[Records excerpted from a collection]
──────────────────────────────

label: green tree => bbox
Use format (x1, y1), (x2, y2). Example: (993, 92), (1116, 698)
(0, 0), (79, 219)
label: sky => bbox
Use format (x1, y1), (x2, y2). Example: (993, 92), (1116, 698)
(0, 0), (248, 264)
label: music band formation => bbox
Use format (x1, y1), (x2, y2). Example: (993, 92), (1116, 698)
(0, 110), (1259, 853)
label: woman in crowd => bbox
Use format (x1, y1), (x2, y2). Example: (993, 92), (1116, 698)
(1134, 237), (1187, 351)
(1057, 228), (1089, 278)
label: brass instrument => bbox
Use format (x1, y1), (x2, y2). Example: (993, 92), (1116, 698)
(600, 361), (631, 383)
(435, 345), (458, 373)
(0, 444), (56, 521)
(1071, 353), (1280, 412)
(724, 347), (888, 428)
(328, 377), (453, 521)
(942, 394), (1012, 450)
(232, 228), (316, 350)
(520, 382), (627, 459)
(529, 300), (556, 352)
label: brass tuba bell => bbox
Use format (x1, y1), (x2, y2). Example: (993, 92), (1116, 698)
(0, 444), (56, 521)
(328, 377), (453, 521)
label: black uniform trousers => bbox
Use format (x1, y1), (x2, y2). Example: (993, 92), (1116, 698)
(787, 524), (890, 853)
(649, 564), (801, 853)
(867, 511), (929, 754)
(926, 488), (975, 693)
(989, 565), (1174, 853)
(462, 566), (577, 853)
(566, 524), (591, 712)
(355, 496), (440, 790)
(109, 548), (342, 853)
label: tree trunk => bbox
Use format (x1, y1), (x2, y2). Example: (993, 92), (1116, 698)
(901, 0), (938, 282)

──────────────────────────────

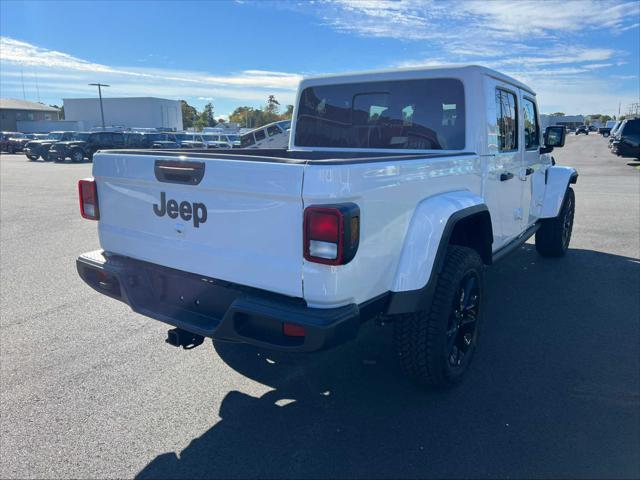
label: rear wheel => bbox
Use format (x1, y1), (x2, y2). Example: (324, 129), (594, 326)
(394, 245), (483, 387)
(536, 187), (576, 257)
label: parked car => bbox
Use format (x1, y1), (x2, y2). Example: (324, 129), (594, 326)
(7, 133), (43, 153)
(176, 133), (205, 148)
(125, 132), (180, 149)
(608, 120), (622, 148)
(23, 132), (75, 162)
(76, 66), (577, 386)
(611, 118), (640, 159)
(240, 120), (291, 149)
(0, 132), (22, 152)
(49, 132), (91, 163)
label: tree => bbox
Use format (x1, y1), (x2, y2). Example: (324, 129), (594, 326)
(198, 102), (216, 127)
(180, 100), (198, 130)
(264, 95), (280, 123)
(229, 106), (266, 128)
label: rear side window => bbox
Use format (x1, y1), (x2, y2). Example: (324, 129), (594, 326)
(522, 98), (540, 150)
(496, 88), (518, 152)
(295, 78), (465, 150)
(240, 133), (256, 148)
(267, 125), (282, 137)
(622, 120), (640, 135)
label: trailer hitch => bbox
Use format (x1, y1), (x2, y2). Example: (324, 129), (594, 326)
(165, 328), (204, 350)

──────────────────────────────

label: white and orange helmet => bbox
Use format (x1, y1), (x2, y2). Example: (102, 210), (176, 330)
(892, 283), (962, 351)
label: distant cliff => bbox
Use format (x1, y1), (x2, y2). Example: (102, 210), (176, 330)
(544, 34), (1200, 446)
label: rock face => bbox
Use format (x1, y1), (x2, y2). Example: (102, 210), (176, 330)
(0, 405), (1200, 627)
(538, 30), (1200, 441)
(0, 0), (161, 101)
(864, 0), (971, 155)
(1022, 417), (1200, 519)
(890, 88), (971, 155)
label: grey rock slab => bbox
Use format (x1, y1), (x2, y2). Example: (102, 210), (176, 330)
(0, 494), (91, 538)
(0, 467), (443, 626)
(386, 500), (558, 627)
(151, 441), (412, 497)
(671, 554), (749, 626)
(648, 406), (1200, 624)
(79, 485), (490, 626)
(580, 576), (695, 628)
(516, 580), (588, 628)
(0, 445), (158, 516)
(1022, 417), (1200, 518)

──────────────────────────────

Reproduce as a numbered list the lines in the records above between the line holding "label: music band formation => bbox" and the line holding "(109, 548), (342, 853)", inclusive, leaving out any blank lines.

_SOLUTION TO THE PROBLEM_
1. label: music band formation => bbox
2. Use format (x1, y1), (x2, y2). Example: (993, 92), (1116, 698)
3. (0, 110), (1259, 853)
4. label: woman in crowd => bbox
5. Use format (x1, y1), (x2, y2). Example: (993, 92), (1116, 698)
6. (1134, 237), (1187, 351)
7. (1057, 228), (1089, 278)
8. label: brass instrument => bbox
9. Use format (x1, y1), (x2, y2). Example: (993, 92), (1116, 698)
10. (600, 361), (631, 383)
11. (435, 345), (458, 373)
12. (0, 444), (56, 521)
13. (1071, 353), (1280, 412)
14. (724, 347), (888, 428)
15. (328, 377), (453, 521)
16. (942, 394), (1012, 450)
17. (232, 228), (316, 350)
18. (520, 382), (627, 459)
19. (529, 300), (556, 352)
20. label: brass tuba bell => bbox
21. Use format (x1, y1), (x2, y2). Example: (993, 92), (1116, 698)
22. (0, 444), (56, 521)
23. (328, 377), (453, 521)
24. label: black uniform trousers => bbox
25. Use format (x1, y1), (x2, y2). Example: (993, 92), (1116, 698)
26. (787, 524), (890, 853)
27. (649, 564), (801, 853)
28. (867, 511), (929, 754)
29. (926, 488), (975, 693)
30. (989, 565), (1174, 853)
31. (462, 566), (577, 853)
32. (566, 524), (591, 712)
33. (355, 496), (440, 790)
34. (109, 548), (342, 853)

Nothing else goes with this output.